Task statement → Starting at the first line of the listing below, repeat each line exactly until you have repeated the one containing "Guideline: for every instance of the hanging"; skip the pictures.

▶

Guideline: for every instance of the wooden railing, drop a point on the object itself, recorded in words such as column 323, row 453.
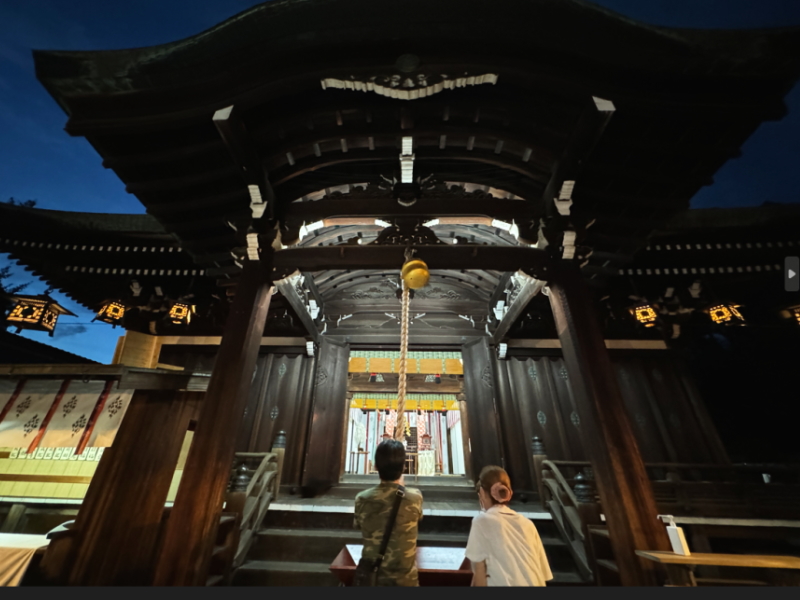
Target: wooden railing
column 757, row 495
column 571, row 502
column 254, row 484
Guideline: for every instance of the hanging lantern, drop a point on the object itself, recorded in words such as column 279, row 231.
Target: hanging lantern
column 726, row 314
column 38, row 313
column 645, row 314
column 180, row 314
column 111, row 312
column 415, row 274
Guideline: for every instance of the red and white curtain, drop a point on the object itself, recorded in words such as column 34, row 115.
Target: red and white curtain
column 24, row 409
column 391, row 422
column 453, row 417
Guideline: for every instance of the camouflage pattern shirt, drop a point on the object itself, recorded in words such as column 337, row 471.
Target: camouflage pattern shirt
column 373, row 507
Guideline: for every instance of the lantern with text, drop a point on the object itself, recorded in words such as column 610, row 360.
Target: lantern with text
column 111, row 312
column 726, row 314
column 645, row 314
column 39, row 313
column 180, row 314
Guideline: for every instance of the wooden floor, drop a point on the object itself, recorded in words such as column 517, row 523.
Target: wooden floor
column 459, row 505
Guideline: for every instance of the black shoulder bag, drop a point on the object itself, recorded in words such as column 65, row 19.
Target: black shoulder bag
column 367, row 569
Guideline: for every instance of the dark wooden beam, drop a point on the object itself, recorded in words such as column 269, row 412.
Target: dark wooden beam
column 427, row 207
column 315, row 293
column 530, row 288
column 497, row 258
column 242, row 150
column 446, row 387
column 192, row 527
column 427, row 156
column 418, row 305
column 587, row 132
column 625, row 491
column 287, row 288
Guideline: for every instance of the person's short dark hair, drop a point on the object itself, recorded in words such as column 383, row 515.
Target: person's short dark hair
column 390, row 459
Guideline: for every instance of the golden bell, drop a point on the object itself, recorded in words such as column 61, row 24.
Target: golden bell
column 415, row 274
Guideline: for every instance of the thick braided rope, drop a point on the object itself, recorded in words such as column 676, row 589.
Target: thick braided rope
column 400, row 428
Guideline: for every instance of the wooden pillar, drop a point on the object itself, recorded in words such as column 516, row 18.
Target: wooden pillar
column 479, row 388
column 113, row 541
column 625, row 491
column 323, row 463
column 192, row 526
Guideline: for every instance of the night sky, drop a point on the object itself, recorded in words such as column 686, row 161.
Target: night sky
column 39, row 161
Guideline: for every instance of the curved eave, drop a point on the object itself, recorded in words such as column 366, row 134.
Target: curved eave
column 279, row 36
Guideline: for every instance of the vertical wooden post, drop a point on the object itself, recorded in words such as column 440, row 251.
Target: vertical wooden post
column 113, row 541
column 625, row 491
column 192, row 526
column 484, row 432
column 279, row 448
column 539, row 456
column 323, row 462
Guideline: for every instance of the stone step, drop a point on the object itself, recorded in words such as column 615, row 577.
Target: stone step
column 291, row 519
column 435, row 493
column 274, row 573
column 281, row 544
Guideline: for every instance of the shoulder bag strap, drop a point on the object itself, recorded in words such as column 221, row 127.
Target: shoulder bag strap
column 401, row 492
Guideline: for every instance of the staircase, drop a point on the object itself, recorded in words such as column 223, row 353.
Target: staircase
column 300, row 538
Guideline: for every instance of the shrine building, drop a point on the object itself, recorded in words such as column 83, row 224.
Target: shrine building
column 536, row 158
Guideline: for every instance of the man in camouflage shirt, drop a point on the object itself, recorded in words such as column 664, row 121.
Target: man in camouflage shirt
column 373, row 507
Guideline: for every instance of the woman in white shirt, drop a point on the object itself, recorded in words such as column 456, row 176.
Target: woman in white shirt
column 504, row 547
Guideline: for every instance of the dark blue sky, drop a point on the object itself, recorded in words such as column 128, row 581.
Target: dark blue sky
column 38, row 160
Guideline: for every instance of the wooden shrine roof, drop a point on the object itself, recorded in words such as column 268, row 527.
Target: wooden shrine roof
column 496, row 96
column 685, row 102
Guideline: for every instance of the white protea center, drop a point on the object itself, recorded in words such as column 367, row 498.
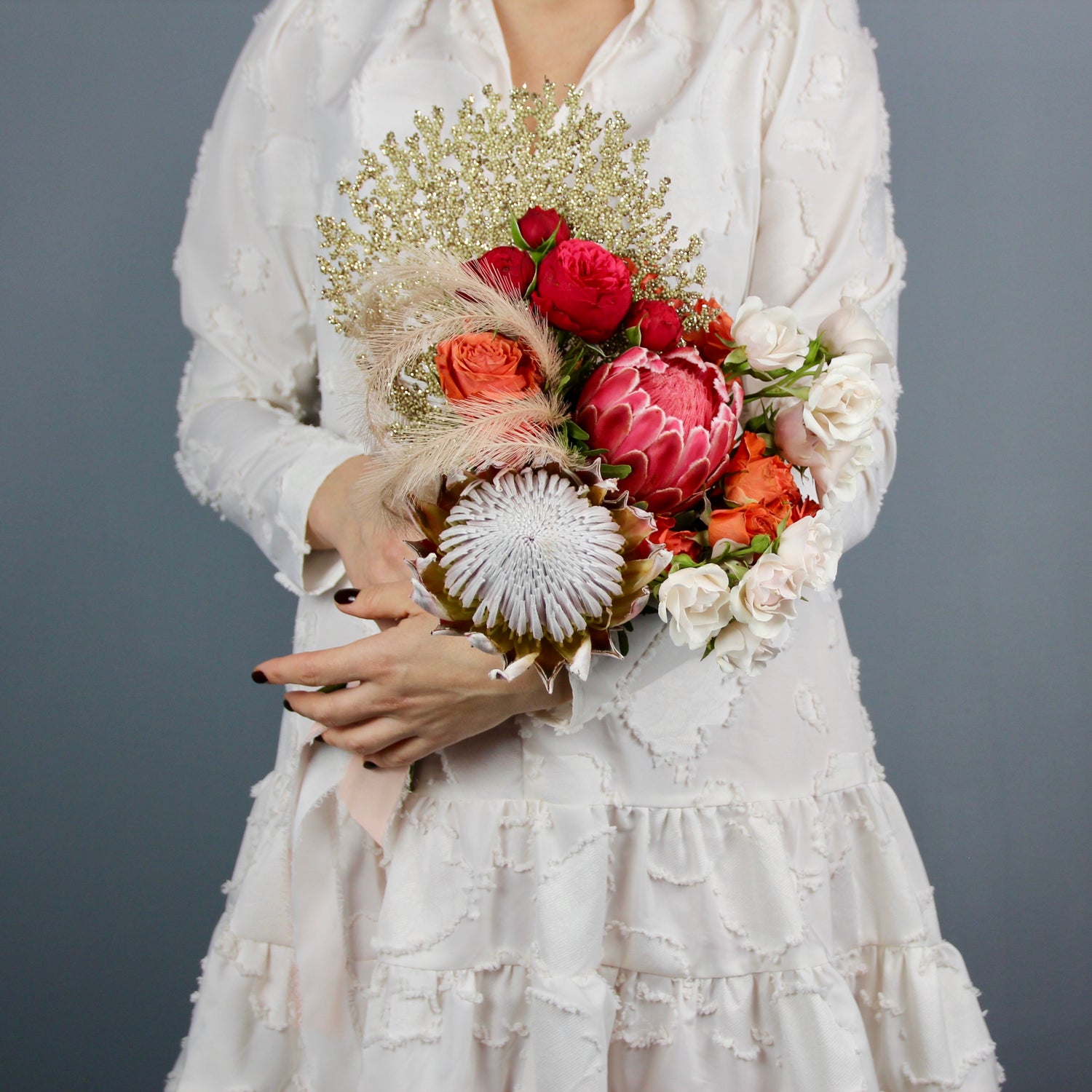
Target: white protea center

◀

Answer for the task →
Guideline: for every instance of the wooden railing, drop a point on the object itself, recorded in words such as column 323, row 453.
Target: wooden railing
column 757, row 495
column 571, row 502
column 254, row 484
Guideline: for every instance of the hanging lantern, drop a point on the object itself, recorded in words such as column 279, row 231.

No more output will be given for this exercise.